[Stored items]
▼

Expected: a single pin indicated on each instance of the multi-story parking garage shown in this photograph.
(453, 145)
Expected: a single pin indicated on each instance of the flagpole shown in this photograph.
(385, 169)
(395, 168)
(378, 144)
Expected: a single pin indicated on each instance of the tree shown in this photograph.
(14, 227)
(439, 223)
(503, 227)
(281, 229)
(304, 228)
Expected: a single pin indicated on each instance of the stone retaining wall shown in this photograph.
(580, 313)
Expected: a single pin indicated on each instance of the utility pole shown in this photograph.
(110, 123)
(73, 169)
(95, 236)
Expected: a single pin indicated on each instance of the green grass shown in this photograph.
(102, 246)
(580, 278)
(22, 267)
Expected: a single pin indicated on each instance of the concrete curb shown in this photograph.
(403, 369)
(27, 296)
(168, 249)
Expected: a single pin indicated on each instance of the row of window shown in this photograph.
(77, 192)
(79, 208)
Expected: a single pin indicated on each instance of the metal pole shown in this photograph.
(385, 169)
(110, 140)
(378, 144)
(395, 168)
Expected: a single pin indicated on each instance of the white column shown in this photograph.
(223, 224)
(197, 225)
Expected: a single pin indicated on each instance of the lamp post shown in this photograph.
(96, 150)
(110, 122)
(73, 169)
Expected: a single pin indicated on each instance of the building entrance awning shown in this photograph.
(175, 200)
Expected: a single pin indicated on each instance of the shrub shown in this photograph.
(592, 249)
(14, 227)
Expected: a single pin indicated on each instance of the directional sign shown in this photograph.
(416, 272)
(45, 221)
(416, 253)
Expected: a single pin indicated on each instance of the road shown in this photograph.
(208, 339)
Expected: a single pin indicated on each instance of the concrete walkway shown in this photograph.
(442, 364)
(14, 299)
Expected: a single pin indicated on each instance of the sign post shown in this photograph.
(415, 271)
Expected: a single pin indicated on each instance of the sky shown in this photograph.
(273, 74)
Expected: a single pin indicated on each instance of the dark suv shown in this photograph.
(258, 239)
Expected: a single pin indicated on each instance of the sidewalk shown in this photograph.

▲

→ PROBLEM DETAILS
Nothing should appear in the answer except the lines from the one with "Expected: a single pin indicated on each instance of the white" through the final line of the records, written exactly.

→ EXERCISE SOLUTION
Expected: a single pin indicated on each instance of the white column shown in this photograph.
(223, 224)
(197, 225)
Expected: a single pin indicated on each instance of the lamp post shown in this photograph.
(96, 150)
(110, 122)
(73, 169)
Expected: a single pin indicated on each instance of the building entrance awning shown in this photograph.
(175, 200)
Expected: a single pin indicated on each instance of the shrub shown in this photograph.
(592, 249)
(14, 227)
Expected: a single pin indicated on each instance of the directional sign shown in this photograph.
(416, 272)
(45, 221)
(416, 253)
Expected: a single pin indicated on each instance of the road shown in this photograph.
(208, 339)
Expected: a single pin indicated on each instance of the concrete walkway shown in this photograph.
(442, 364)
(14, 299)
Expected: a single pin indicated on each instance of the sign post shown in this photograph.
(415, 271)
Expected: a single pin indicated on each instance of the sky shown in this photograph.
(273, 74)
Expected: a single pin indicated on each instance of the dark suv shown in this photograph.
(258, 239)
Expected: a single pin indicated on each instance of the sidewalk shown in this photograph.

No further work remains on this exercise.